## Text excerpt
You should review your personal property at least yearly to make sure that your insurance covers any significant new purchases; you should also consider whether the value of an insured item has decreased enough to discontinue its extra coverage.
Coverage D: Loss of Use If your home is damaged so much that you cannot live there, loss of use coverage helps pay additional living expenses, such as housing, food, and storage of personal property. Coverage D’s limit is normally 20% of Coverage A.
Coverage E: Personal Liability
This coverage pays if you are legally, but unintentionally, responsible for the injury to another person on your property. It will usually cover legal expenses for your defense if you are sued and also pay damages, if appropriate.
Coverage F: Medical Payments to Others Coverage F pays reasonable medical expenses for persons other than those living in your home who are injured on your property. For example, if a visitor slips on a loose paver on your walkway and is injured, your policy will most likely pay that person’s reasonable medical expenses. However, you would need business insurance to cover injuries that occurred as part of business activities.
What About California Condominium Insurance?

Point localization data
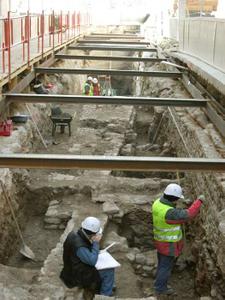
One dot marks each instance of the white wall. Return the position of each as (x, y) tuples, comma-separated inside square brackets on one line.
[(204, 38)]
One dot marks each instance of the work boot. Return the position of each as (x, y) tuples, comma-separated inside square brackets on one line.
[(169, 291), (88, 294)]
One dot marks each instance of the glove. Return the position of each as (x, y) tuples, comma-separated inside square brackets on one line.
[(202, 198)]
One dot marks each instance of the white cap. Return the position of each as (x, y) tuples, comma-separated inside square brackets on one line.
[(174, 189), (95, 80), (92, 224)]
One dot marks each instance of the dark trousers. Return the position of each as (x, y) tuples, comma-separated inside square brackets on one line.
[(107, 277), (164, 268)]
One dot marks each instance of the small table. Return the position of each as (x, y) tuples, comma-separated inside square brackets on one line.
[(62, 120)]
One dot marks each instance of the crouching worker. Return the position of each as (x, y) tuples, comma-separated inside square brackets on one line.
[(80, 254)]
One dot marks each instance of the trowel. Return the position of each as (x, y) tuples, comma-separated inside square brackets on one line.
[(25, 250)]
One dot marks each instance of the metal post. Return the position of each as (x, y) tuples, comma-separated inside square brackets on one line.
[(42, 32), (9, 43)]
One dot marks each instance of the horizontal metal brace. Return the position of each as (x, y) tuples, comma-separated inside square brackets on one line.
[(121, 100), (128, 163), (115, 35), (108, 72), (112, 58), (87, 41), (112, 48)]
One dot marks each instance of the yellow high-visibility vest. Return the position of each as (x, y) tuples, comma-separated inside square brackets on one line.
[(164, 232)]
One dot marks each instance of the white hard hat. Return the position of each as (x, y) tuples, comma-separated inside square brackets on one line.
[(174, 189), (92, 224), (95, 80)]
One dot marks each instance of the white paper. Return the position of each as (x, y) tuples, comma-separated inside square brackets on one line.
[(106, 261), (108, 247)]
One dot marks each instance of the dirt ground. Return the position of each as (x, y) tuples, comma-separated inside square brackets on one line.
[(42, 241)]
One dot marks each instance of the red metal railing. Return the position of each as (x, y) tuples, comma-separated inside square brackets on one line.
[(25, 37)]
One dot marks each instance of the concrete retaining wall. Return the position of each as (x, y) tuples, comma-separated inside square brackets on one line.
[(207, 231), (203, 38)]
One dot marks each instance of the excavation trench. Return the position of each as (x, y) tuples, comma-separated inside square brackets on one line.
[(122, 200)]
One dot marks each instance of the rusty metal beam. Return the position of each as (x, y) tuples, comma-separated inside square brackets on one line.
[(112, 58), (115, 35), (31, 75), (73, 99), (108, 72), (128, 163), (112, 48), (89, 41)]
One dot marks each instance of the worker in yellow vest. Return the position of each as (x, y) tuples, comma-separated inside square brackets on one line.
[(167, 220), (88, 87)]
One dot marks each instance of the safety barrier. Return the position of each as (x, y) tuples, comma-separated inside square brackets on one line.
[(203, 38), (25, 37)]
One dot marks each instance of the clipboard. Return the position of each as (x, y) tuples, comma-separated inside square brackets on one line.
[(106, 261)]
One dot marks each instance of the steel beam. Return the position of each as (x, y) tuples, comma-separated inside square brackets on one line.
[(112, 58), (128, 163), (108, 72), (38, 98), (105, 37), (115, 35), (112, 48), (83, 41)]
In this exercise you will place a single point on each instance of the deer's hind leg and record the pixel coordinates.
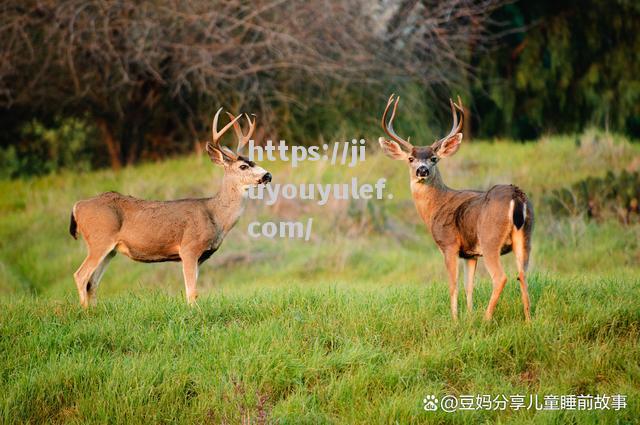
(522, 259)
(190, 273)
(469, 275)
(89, 271)
(94, 281)
(499, 279)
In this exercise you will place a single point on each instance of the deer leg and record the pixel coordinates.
(85, 272)
(190, 273)
(492, 261)
(470, 271)
(451, 261)
(94, 281)
(521, 259)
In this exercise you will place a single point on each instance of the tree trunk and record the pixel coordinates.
(113, 145)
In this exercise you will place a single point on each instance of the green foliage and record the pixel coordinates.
(599, 197)
(43, 149)
(352, 327)
(573, 65)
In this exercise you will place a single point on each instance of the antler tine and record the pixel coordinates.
(216, 135)
(388, 126)
(460, 108)
(457, 125)
(243, 139)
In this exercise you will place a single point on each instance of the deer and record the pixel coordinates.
(184, 230)
(465, 224)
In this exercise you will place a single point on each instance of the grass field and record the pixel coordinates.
(350, 327)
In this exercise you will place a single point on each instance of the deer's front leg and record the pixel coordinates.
(190, 273)
(451, 261)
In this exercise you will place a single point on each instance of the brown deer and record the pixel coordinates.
(465, 223)
(187, 230)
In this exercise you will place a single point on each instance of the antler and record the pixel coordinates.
(243, 139)
(457, 126)
(388, 127)
(216, 135)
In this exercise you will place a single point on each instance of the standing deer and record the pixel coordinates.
(187, 230)
(465, 223)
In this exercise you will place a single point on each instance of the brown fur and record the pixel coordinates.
(186, 230)
(466, 223)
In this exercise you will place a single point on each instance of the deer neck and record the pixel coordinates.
(430, 195)
(227, 206)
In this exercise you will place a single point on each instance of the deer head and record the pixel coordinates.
(421, 160)
(238, 170)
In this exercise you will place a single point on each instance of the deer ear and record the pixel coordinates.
(392, 149)
(216, 155)
(448, 146)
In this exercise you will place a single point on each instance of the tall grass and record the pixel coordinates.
(351, 327)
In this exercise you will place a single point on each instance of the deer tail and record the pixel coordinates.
(73, 225)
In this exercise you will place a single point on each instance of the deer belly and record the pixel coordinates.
(148, 254)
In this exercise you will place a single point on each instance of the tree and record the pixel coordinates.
(149, 74)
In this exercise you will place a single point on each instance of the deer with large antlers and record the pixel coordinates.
(465, 223)
(187, 230)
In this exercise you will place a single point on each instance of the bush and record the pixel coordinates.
(611, 196)
(68, 143)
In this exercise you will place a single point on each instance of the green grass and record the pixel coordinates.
(351, 327)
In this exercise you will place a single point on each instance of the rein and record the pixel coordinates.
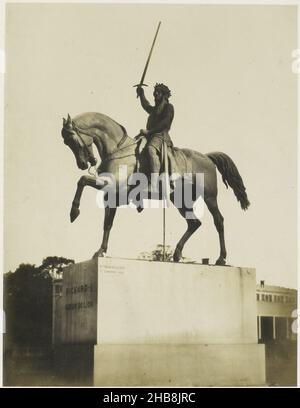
(109, 157)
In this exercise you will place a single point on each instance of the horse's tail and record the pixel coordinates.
(231, 176)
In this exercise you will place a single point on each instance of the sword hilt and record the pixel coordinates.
(141, 85)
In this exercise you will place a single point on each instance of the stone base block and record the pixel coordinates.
(186, 365)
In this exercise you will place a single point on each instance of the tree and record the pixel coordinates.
(54, 265)
(28, 301)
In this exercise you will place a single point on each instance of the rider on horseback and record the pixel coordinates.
(158, 125)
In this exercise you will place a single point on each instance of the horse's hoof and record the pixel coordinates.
(99, 254)
(220, 262)
(177, 256)
(74, 213)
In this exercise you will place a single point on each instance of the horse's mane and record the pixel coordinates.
(89, 120)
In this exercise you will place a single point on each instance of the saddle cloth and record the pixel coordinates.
(177, 161)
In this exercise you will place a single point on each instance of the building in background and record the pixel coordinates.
(275, 307)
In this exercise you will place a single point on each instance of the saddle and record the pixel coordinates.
(172, 159)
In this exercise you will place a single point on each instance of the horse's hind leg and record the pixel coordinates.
(212, 205)
(192, 225)
(108, 222)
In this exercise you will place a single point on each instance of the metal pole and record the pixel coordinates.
(164, 232)
(166, 191)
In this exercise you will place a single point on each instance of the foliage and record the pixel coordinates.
(28, 301)
(157, 254)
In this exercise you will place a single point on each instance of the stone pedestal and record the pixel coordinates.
(164, 324)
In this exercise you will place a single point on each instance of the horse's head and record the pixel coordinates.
(80, 144)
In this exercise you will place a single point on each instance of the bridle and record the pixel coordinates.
(108, 158)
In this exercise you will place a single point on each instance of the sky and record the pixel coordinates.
(233, 89)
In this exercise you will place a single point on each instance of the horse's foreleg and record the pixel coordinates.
(82, 182)
(108, 222)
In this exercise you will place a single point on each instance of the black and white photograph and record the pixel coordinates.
(150, 195)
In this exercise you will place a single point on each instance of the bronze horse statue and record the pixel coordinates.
(116, 148)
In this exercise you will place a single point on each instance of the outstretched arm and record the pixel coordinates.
(144, 102)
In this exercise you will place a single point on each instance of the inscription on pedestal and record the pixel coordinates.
(79, 304)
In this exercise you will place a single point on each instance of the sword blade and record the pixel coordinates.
(149, 57)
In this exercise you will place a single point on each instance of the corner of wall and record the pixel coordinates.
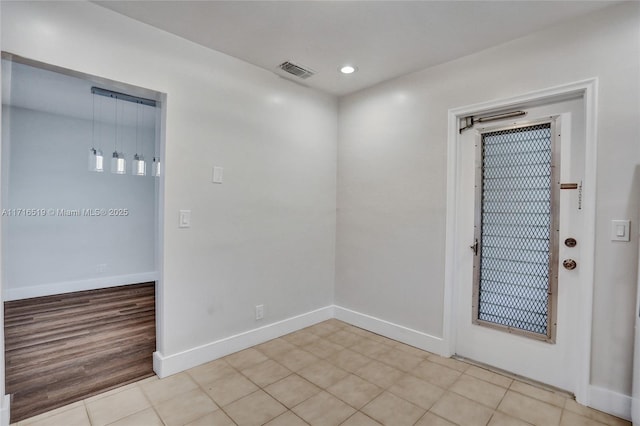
(166, 365)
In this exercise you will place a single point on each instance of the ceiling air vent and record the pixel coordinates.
(296, 70)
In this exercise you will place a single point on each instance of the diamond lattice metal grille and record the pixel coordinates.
(516, 217)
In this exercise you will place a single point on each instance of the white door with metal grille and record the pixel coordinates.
(517, 292)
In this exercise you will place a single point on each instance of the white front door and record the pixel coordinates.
(492, 333)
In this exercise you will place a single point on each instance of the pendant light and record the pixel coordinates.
(118, 163)
(138, 165)
(155, 167)
(96, 159)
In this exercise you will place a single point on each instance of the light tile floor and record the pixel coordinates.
(329, 374)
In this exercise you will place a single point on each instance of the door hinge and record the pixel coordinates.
(474, 247)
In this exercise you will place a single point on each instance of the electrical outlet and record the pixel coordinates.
(259, 312)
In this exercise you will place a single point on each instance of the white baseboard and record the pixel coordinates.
(610, 402)
(79, 285)
(4, 411)
(393, 331)
(167, 365)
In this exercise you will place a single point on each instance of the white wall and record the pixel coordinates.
(264, 236)
(54, 253)
(392, 176)
(49, 129)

## Directions
A: In the homeowners insurance text, condense the paragraph beginning "Coverage F: Medical Payments to Others" into a short bulleted list that keeps its main facts.
B: Carry the homeowners insurance text forward from its final heading, "What About California Condominium Insurance?", by writing the section that follows it.

## Answers to the exercise
A:
- Coverage F pays reasonable medical expenses for people injured on your property who do not live in your home.
- For example, if a visitor slips on a loose walkway paver and is injured, the policy will most likely pay that person's reasonable medical expenses.
- Injuries that occur as part of business activities require business insurance.

B:
California state law generally requires condominium associations to purchase hazard insurance that covers the complex and liability insurance for accidents within the common areas. The law and the articles of the particular condominium association determine exactly where the association’s insurance ends and your need for insurance begins.
In general, condominium owners need insurance to cover damage to the interior of their unit and damage that a problem within their unit might cause to adjoining units, to safeguard personal property, to cover personal injury to visitors, and to provide living expenses should their unit be severely damaged. They may also want loss assessment coverage in the event that condominium buildings are severely damaged, and as a result, the condominium association assesses a deductible to be shared by all unit owners.